### The problem
Rewrite the records below, putting "bounding rectangle" wherever "bounding box" appears and leaving everything else unchanged.

>> Start

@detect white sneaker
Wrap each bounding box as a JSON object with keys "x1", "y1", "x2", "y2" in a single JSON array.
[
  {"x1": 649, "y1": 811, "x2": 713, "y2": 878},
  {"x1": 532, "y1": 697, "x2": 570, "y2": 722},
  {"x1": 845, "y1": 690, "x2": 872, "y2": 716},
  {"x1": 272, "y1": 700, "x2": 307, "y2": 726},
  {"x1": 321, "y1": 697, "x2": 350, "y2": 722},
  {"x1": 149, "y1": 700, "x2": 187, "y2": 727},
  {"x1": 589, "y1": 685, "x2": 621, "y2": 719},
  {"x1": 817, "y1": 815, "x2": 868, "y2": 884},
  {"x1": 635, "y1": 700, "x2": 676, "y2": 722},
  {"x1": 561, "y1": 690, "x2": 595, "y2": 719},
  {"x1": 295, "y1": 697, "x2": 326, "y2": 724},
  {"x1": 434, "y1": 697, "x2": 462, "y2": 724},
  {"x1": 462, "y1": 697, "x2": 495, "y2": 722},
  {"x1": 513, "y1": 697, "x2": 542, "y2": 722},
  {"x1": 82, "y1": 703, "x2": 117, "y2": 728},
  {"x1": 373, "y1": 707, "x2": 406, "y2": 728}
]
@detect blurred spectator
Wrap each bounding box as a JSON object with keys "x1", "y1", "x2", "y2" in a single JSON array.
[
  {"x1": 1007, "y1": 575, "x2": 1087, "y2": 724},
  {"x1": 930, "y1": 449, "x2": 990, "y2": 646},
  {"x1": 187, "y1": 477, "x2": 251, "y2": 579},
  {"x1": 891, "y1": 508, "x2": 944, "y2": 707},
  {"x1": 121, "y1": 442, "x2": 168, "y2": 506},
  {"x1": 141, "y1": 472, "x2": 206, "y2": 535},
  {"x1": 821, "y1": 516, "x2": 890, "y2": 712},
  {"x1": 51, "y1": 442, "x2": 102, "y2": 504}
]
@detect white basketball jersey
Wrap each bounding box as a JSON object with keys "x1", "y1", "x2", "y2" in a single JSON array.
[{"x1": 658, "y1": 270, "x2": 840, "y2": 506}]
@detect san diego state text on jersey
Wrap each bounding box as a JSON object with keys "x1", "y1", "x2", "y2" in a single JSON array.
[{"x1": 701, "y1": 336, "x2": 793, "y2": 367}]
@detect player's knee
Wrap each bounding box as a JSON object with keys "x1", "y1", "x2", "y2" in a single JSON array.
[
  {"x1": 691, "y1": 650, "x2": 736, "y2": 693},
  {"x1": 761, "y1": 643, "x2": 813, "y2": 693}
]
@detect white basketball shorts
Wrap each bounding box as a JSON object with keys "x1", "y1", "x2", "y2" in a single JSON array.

>> End

### Correct response
@detect white sneaker
Wrap each bounding rectangle as a JSON object with keys "x1", "y1", "x2", "y2" in a single JSON array.
[
  {"x1": 649, "y1": 811, "x2": 713, "y2": 878},
  {"x1": 532, "y1": 697, "x2": 570, "y2": 722},
  {"x1": 845, "y1": 690, "x2": 872, "y2": 716},
  {"x1": 272, "y1": 700, "x2": 307, "y2": 726},
  {"x1": 321, "y1": 697, "x2": 350, "y2": 722},
  {"x1": 149, "y1": 700, "x2": 187, "y2": 727},
  {"x1": 589, "y1": 685, "x2": 621, "y2": 719},
  {"x1": 817, "y1": 815, "x2": 868, "y2": 884},
  {"x1": 635, "y1": 700, "x2": 676, "y2": 722},
  {"x1": 561, "y1": 690, "x2": 595, "y2": 719},
  {"x1": 295, "y1": 697, "x2": 326, "y2": 724},
  {"x1": 434, "y1": 697, "x2": 462, "y2": 724},
  {"x1": 462, "y1": 697, "x2": 495, "y2": 722},
  {"x1": 513, "y1": 697, "x2": 542, "y2": 722},
  {"x1": 82, "y1": 703, "x2": 117, "y2": 728},
  {"x1": 373, "y1": 707, "x2": 406, "y2": 728}
]
@detect blurred spectator
Wrap each bounding rectangle as a JSON object with keys "x1", "y1", "x2", "y2" in a single JSON array.
[
  {"x1": 1007, "y1": 575, "x2": 1087, "y2": 724},
  {"x1": 930, "y1": 449, "x2": 990, "y2": 646},
  {"x1": 187, "y1": 477, "x2": 251, "y2": 579},
  {"x1": 891, "y1": 508, "x2": 944, "y2": 707},
  {"x1": 121, "y1": 442, "x2": 168, "y2": 506},
  {"x1": 141, "y1": 472, "x2": 206, "y2": 535},
  {"x1": 821, "y1": 516, "x2": 890, "y2": 712},
  {"x1": 51, "y1": 442, "x2": 102, "y2": 504}
]
@detect white basketball jersey
Wrap each bounding rectangle as a JSON object with keys "x1", "y1", "x2", "y2" in a single JSON array.
[{"x1": 658, "y1": 270, "x2": 840, "y2": 506}]
@detect san diego state text on jersey
Wrap each bounding rectangle as a JSON object with keys "x1", "y1", "x2", "y2" in a single JSON array.
[{"x1": 701, "y1": 336, "x2": 793, "y2": 367}]
@detect player's knee
Wrap each bounding rectangle as a JSON object with keys "x1", "y1", "x2", "y2" in a single JSON array.
[
  {"x1": 691, "y1": 650, "x2": 736, "y2": 693},
  {"x1": 761, "y1": 643, "x2": 813, "y2": 693}
]
@detect white basketball shorts
Wrap each bounding rectangle as a JSON object with keys "x1", "y1", "x2", "y2" in a single JSON array.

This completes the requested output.